GOAL: Reproduce the data below verbatim, preserving every line in its original order.

RECORDS SHOWN:
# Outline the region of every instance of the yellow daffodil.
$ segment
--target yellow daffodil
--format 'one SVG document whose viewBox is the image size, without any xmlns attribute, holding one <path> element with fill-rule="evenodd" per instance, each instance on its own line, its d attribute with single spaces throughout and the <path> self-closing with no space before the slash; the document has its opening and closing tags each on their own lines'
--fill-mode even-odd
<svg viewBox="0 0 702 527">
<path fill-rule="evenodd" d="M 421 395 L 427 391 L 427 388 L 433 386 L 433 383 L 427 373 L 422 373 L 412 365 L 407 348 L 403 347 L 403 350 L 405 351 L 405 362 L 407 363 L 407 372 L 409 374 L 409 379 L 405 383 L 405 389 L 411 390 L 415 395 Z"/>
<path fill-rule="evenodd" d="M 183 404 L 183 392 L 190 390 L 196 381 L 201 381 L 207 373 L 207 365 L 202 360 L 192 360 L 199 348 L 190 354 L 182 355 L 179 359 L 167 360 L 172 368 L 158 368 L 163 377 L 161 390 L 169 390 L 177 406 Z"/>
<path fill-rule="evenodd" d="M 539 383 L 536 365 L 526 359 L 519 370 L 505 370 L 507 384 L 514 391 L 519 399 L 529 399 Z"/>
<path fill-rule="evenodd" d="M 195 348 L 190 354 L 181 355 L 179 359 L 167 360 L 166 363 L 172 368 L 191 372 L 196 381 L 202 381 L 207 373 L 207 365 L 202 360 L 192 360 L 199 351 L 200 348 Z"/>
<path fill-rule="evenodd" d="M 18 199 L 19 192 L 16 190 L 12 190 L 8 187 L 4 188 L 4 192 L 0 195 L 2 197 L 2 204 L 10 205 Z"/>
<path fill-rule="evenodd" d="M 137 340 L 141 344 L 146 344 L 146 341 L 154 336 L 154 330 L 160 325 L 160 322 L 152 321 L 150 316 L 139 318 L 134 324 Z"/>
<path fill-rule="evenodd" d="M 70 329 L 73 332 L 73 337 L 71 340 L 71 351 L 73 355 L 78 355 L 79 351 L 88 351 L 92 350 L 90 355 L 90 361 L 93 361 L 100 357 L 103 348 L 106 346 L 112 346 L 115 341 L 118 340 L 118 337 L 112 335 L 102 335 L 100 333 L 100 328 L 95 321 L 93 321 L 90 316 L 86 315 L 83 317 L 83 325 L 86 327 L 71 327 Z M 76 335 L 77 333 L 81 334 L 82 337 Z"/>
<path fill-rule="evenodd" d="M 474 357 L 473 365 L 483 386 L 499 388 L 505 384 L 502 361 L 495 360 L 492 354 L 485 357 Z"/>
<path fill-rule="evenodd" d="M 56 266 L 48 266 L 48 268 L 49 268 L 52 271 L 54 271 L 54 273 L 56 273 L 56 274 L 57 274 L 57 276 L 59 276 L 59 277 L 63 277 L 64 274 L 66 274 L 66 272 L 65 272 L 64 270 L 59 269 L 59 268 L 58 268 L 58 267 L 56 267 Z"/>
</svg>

ANSWER BELOW:
# Outline the region of every instance of the yellow daffodil.
$ segment
--target yellow daffodil
--format 'one SVG document whose viewBox is the image size, without any xmlns attribute, holding one <path> element with fill-rule="evenodd" per instance, each instance on its own line, its d attribute with single spaces throughout and the <path> self-closing with no space before the slash; the document has its opening and closing tags each on their own lines'
--fill-mode even-odd
<svg viewBox="0 0 702 527">
<path fill-rule="evenodd" d="M 421 395 L 427 391 L 427 388 L 433 386 L 433 383 L 427 373 L 422 373 L 412 365 L 407 348 L 403 347 L 403 350 L 405 351 L 405 362 L 407 363 L 407 372 L 409 374 L 409 379 L 405 383 L 405 389 L 411 390 L 415 395 Z"/>
<path fill-rule="evenodd" d="M 183 404 L 183 392 L 190 390 L 196 381 L 201 381 L 207 373 L 207 365 L 202 360 L 192 360 L 199 348 L 190 354 L 182 355 L 179 359 L 167 360 L 172 368 L 158 368 L 163 377 L 161 390 L 169 390 L 177 406 Z"/>
<path fill-rule="evenodd" d="M 539 383 L 536 365 L 526 359 L 519 370 L 505 370 L 507 384 L 514 391 L 519 399 L 529 399 Z"/>
<path fill-rule="evenodd" d="M 195 348 L 190 354 L 181 355 L 179 359 L 167 360 L 166 363 L 172 368 L 191 372 L 196 381 L 202 381 L 207 373 L 207 365 L 202 360 L 192 360 L 199 351 L 200 348 Z"/>
<path fill-rule="evenodd" d="M 18 199 L 19 192 L 16 190 L 12 190 L 8 187 L 4 188 L 4 192 L 0 195 L 2 197 L 2 204 L 10 205 Z"/>
<path fill-rule="evenodd" d="M 137 340 L 141 344 L 146 344 L 146 341 L 154 336 L 154 330 L 160 325 L 160 322 L 152 321 L 150 316 L 139 318 L 134 324 Z"/>
<path fill-rule="evenodd" d="M 70 329 L 73 332 L 73 337 L 71 340 L 71 351 L 73 355 L 78 355 L 79 351 L 88 351 L 92 350 L 90 355 L 90 361 L 93 361 L 100 357 L 103 348 L 106 346 L 112 346 L 115 341 L 118 340 L 118 337 L 112 335 L 102 335 L 100 333 L 100 328 L 95 321 L 93 321 L 90 316 L 86 315 L 83 317 L 83 325 L 86 327 L 71 327 Z M 76 335 L 77 333 L 81 334 L 82 337 Z"/>
<path fill-rule="evenodd" d="M 474 357 L 473 365 L 483 386 L 499 388 L 505 384 L 502 361 L 495 360 L 492 354 L 485 357 Z"/>
<path fill-rule="evenodd" d="M 56 266 L 48 266 L 48 268 L 49 268 L 52 271 L 54 271 L 54 273 L 56 273 L 56 274 L 57 274 L 57 276 L 59 276 L 59 277 L 63 277 L 64 274 L 66 274 L 66 272 L 65 272 L 64 270 L 59 269 L 59 268 L 58 268 L 58 267 L 56 267 Z"/>
</svg>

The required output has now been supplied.